## [Exercise instructions]
Show every line in the items below that contains the string "ferry", matching case exactly.

## [Position annotation records]

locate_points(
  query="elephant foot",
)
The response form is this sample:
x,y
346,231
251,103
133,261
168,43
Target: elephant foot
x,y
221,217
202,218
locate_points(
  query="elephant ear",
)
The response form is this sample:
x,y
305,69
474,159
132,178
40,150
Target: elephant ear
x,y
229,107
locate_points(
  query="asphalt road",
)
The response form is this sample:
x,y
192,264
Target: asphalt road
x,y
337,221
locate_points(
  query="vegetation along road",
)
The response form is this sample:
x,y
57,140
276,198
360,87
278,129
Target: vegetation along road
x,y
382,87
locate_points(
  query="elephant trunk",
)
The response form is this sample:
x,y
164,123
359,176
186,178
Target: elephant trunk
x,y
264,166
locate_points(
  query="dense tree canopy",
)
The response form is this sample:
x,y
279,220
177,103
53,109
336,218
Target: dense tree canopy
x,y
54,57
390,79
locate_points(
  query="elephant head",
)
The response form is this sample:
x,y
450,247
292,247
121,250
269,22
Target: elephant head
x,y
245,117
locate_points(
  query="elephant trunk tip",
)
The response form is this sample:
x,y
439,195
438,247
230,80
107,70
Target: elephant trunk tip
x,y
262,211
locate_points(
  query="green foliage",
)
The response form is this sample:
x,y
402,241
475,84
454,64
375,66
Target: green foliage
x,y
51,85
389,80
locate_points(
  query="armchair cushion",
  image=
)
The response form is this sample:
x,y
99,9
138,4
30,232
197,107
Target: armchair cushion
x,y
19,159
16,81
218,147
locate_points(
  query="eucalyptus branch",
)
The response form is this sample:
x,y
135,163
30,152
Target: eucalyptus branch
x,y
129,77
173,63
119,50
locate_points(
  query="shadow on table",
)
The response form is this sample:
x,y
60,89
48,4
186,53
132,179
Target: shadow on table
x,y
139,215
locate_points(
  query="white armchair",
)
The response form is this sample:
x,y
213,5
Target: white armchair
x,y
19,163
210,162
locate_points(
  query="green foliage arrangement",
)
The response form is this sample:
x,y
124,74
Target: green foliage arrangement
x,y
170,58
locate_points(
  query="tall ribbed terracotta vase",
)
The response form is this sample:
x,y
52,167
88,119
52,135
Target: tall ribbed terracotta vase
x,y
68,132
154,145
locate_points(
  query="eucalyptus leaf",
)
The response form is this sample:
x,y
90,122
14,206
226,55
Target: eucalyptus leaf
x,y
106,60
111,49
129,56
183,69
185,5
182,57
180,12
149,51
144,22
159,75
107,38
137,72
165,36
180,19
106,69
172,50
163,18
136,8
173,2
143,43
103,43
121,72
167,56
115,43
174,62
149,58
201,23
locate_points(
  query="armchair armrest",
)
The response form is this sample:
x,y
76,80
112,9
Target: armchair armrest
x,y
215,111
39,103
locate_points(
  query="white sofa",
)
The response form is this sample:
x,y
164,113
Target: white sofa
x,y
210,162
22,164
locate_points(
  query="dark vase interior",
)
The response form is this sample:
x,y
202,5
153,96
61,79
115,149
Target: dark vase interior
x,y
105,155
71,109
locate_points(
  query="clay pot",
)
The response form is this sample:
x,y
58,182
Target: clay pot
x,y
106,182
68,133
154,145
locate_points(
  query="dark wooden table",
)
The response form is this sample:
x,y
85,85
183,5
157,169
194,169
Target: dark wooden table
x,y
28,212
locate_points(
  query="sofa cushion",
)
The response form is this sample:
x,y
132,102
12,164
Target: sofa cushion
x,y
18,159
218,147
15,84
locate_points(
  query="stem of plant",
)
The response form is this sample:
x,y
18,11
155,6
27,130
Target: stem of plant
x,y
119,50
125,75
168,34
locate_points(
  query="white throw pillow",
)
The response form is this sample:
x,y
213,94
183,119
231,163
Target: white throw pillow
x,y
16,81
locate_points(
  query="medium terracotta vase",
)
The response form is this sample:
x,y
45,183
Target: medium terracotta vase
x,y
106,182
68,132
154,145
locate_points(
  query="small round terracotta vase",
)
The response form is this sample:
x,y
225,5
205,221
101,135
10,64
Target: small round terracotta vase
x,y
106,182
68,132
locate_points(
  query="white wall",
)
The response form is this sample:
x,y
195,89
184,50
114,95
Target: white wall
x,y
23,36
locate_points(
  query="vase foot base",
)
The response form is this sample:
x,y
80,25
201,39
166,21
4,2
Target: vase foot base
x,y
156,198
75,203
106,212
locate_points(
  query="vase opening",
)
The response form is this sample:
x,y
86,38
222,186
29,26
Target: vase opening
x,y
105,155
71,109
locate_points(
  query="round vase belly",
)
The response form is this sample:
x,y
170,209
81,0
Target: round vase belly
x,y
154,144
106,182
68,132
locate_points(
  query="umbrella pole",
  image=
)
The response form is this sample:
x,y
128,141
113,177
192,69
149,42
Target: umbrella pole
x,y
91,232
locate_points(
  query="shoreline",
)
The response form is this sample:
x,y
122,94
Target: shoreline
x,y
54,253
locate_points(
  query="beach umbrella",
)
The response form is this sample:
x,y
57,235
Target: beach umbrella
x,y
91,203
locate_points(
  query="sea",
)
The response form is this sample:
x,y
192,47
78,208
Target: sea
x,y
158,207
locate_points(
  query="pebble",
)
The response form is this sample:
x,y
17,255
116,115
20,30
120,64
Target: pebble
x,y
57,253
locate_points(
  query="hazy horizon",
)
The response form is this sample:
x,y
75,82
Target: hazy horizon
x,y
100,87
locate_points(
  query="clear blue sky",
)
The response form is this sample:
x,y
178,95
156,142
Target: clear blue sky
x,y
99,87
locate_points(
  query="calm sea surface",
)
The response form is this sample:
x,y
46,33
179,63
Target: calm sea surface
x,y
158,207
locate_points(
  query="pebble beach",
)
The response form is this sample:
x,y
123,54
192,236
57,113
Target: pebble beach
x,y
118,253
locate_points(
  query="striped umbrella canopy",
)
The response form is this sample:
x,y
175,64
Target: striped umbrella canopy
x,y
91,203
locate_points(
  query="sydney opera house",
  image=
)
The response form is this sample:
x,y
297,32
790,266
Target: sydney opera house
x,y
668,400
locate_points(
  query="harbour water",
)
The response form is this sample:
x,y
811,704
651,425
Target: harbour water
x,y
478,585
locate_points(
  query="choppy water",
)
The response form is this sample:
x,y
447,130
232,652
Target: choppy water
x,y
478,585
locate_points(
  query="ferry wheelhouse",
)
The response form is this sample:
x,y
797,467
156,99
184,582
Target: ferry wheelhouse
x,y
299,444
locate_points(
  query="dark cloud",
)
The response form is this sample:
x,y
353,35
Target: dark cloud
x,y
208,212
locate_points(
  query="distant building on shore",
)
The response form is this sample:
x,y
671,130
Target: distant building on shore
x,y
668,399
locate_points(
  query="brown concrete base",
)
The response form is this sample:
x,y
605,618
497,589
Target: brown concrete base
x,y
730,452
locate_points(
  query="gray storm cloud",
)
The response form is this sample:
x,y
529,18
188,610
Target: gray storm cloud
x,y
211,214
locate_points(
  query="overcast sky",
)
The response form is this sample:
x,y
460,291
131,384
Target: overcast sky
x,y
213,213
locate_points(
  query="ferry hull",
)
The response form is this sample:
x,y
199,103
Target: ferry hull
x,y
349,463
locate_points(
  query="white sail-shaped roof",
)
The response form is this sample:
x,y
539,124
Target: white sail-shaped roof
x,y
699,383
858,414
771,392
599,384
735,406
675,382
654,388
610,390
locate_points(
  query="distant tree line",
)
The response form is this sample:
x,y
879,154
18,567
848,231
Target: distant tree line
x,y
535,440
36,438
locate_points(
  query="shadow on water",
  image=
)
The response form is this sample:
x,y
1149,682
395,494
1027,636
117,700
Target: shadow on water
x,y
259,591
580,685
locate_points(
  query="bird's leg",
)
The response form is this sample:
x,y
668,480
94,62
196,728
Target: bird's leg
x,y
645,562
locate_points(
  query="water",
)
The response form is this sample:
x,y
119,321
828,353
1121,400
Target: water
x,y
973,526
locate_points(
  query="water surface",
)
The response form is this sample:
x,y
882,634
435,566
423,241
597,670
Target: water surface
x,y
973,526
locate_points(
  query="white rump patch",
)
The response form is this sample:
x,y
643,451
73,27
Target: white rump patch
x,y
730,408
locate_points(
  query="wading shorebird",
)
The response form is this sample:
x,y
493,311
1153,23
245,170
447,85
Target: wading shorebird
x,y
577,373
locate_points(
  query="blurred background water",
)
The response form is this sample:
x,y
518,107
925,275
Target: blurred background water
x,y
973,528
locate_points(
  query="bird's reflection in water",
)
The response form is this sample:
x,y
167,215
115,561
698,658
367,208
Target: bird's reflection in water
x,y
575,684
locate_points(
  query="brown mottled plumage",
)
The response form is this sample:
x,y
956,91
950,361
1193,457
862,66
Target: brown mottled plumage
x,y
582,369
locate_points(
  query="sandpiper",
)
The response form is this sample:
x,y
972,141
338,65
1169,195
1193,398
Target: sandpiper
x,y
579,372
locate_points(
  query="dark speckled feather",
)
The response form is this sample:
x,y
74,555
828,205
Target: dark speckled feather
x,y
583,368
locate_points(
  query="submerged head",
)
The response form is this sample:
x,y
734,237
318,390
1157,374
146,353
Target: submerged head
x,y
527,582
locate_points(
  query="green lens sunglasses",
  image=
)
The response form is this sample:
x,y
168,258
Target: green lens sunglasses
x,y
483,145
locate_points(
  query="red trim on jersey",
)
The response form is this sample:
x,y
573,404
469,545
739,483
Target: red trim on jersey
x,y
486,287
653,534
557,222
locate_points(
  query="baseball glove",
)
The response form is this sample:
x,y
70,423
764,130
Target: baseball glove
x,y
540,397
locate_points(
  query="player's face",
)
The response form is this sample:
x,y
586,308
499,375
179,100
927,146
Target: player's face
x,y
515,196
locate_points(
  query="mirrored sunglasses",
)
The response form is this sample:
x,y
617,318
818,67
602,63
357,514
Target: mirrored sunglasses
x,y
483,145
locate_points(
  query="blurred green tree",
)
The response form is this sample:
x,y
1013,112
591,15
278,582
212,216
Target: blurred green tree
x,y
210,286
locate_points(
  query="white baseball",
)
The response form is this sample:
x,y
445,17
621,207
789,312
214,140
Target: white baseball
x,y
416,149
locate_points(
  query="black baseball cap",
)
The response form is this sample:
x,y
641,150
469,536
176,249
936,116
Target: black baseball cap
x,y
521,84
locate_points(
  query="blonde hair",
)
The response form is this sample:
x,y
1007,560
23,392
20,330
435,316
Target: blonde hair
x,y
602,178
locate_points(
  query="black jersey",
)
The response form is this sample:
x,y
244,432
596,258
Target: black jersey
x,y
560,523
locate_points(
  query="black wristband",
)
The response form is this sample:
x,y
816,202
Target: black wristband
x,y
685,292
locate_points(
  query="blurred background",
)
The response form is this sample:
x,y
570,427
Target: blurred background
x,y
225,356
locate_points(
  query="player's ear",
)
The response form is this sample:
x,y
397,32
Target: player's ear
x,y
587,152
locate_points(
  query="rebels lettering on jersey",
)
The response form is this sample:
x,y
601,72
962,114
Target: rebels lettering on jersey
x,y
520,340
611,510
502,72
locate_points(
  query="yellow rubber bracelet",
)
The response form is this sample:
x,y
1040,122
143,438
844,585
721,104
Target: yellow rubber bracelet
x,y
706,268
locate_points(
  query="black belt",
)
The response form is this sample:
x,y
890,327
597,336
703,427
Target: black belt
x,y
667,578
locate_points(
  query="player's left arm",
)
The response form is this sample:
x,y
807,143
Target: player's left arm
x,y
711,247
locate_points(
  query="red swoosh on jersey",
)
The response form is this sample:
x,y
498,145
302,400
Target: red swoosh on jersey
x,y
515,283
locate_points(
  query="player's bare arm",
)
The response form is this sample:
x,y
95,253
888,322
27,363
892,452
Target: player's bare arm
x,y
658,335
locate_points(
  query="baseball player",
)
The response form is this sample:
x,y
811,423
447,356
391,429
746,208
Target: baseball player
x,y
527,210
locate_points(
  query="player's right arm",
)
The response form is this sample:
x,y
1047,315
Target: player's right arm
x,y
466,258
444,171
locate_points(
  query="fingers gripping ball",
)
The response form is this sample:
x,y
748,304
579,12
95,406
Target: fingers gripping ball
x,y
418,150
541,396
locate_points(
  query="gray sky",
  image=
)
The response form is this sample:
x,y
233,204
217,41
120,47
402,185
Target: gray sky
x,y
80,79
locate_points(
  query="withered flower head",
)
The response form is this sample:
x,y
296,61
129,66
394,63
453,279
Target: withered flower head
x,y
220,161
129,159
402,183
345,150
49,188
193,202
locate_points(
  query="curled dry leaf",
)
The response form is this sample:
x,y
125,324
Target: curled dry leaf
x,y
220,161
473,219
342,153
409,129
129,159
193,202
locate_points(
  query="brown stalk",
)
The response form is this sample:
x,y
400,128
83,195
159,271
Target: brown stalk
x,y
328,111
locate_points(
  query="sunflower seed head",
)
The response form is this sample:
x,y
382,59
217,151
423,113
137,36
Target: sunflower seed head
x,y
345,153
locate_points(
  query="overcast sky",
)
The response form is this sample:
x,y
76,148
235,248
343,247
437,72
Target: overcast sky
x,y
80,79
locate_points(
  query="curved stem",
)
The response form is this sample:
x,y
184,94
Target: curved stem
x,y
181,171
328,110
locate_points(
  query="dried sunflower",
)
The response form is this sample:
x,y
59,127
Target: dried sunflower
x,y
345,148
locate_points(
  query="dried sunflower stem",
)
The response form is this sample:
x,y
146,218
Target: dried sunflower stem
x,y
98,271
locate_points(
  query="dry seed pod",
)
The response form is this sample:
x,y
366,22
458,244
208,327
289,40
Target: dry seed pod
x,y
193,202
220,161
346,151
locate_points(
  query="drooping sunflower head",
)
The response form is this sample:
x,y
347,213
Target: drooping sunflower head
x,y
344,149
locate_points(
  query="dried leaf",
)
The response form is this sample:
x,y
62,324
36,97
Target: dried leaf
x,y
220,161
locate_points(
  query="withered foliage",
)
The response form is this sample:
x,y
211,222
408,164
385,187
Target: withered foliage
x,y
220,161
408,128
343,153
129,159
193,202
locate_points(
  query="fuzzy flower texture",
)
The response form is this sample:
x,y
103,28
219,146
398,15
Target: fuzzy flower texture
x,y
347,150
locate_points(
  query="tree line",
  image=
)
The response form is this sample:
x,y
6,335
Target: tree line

## [In response]
  query="ferry wheelhouse",
Target: ferry wheelhouse
  query="ferry hull",
Target: ferry hull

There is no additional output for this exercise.